• _Texto seleccionado_:
----------------------------------------
Sin embargo, este boom económico escondía dos problemas. Por una parte, la rivalidad larvada entre Brown y Blair; y por otro, el fin de la burbuja financiera que tanta prosperidad había generado. El premier laborista y el entonces ministro de finanzas habían entrado juntos al Parlamento en 1983, compartieron una pequeña oficina y –dice la leyenda- simpatizaron rápidamente. Blair, abogado de Oxford, encarnaba la joven promesa y Brown, sólo un par de años mayor, con un perfil más académico, había llegado a ser Rector de la Universidad de Edimburgo. Sin embargo, la amistad labrada en aquellos años tuvo su crisis al derivar en una dura disputa por el liderazgo del laborismo a la muerte de John Smith en 1994. En las semanas siguientes, Blair se pondría fácilmente al frente del laborismo, tenía sólo 41 años.

Más allá de las críticas a las políticas del New Labour, tan cercanas a los principios neoconservadores en materia económica y a la política exterior de George W. Bush, reflejada en el apoyo de Blair a la Guerra de Irak contra la opinión mayoritaria de laboristas y británicos en general, debemos reconocer que el entonces Primer Ministro logró algunas reformas institucionales importantes como la creación del Parlamento Escocés y la Asamblea Nacional de Gales, el fin de los puestos nobiliarios en la Cámara de los Lores y los Acuerdos de Viernes Santo que pusieron fin al conflicto en el Ulster.
----------------------------------------
• _Ejercicios_:
**A.** Enumera las reformas institucionales que, según el texto sobre Blair y Brown, logró el entonces Primer Ministro.
**B.** Escribe la continuación del texto sobre Blair y Brown a partir de su última oración.

• _Fragmentos de datos_:
----------------------------------------
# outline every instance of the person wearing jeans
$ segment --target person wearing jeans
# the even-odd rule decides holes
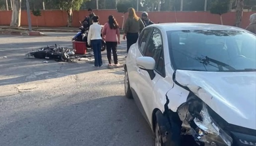
[[[99,16],[95,16],[92,18],[93,24],[90,26],[88,33],[88,45],[91,44],[94,55],[94,66],[101,67],[102,65],[101,58],[101,25],[98,24]]]
[[[105,38],[107,46],[107,56],[109,61],[108,66],[112,66],[111,62],[111,50],[113,53],[114,66],[119,66],[117,54],[117,45],[120,44],[119,26],[113,16],[109,16],[108,22],[103,27],[102,36]],[[118,39],[117,39],[117,36]]]
[[[139,33],[145,27],[141,19],[138,17],[133,8],[128,9],[128,15],[125,25],[125,34],[123,39],[127,39],[127,53],[132,44],[137,42]]]

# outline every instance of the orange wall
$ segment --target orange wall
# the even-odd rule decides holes
[[[119,23],[120,26],[123,24],[123,14],[118,13],[115,10],[95,10],[95,13],[100,16],[100,22],[104,24],[107,22],[109,15],[113,15]],[[255,12],[244,12],[242,22],[242,27],[245,28],[250,23],[249,17]],[[138,12],[138,16],[141,12]],[[38,25],[41,27],[58,27],[66,26],[67,16],[64,11],[56,10],[42,10],[42,16],[38,17]],[[175,22],[175,12],[149,12],[149,18],[155,23]],[[78,27],[79,20],[83,19],[85,16],[88,15],[86,10],[74,11],[73,14],[72,26]],[[200,22],[220,24],[218,15],[212,14],[208,12],[182,11],[176,12],[178,22]],[[222,16],[223,24],[226,25],[234,25],[235,21],[235,12],[228,12]],[[127,14],[126,15],[126,18]],[[9,25],[11,21],[11,11],[0,11],[0,25]],[[36,26],[36,17],[31,14],[32,26]],[[21,26],[28,26],[27,12],[21,11]]]

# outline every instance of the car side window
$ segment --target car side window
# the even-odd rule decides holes
[[[148,40],[144,56],[153,58],[156,61],[155,70],[162,76],[165,77],[163,42],[160,31],[154,29]]]
[[[145,45],[147,42],[147,40],[149,37],[149,35],[150,35],[152,29],[150,28],[146,29],[143,31],[141,34],[139,35],[138,40],[138,48],[140,49],[142,52],[144,52],[145,49]]]

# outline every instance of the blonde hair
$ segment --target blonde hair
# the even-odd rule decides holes
[[[139,17],[136,15],[135,12],[135,9],[132,7],[130,7],[128,9],[128,12],[129,13],[128,17],[134,19],[138,21],[139,19]]]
----------------------------------------
• _Soluciones_:
**A.**
- La creación del Parlamento Escocés
- La creación de la Asamblea Nacional de Gales
- El fin de los puestos nobiliarios en la Cámara de los Lores
- Los Acuerdos de Viernes Santo, que pusieron fin al conflicto en el Ulster

**B.**
El panorama económico era auspicioso hacia el 2005, cuando tuvieron lugar las últimas elecciones generales. Los impuestos equivalían al 37 % del Producto Bruto Interno (en Francia representaban el 46 % y Alemania con un 42 %); sin embargo, el nivel de vida británico había sobrepasado el de Francia y Alemania mientras que la inflación solo llegaba al 2,5 %. Hacia finales del gobierno de Blair, el sector financiero constituía un 10% del PIB (casi el doble de la década anterior), era el origen del 40% de las utilidades corporativas y la fuente de más del 20% de la recaudación fiscal. Pero tal como lo señalara Marx “todo lo sólido se desvanece en el aire” y el ciclo virtuoso de la economía británica terminó abruptamente con la crisis financiera internacional. Blair dejó el liderazgo laborista el año 2007, justo a tiempo para que su sucesor Gordon Brown recibiera de lleno el golpe del descalabro financiero. La salida de Blair no fue fácil y Gordon Brown, con reputación de hombre honesto e inteligente, no sólo debió enfrentar la crisis que se cernía sobre la economía británica sino que además le correspondió encarar problemas que minaron su popularidad, entre los que resaltaron el escándalo de los gastos excesivos de parlamentarios (conservadores y laboristas) en la Cámara de los Comunes y el extravío de las bases de datos de millones de contribuyentes.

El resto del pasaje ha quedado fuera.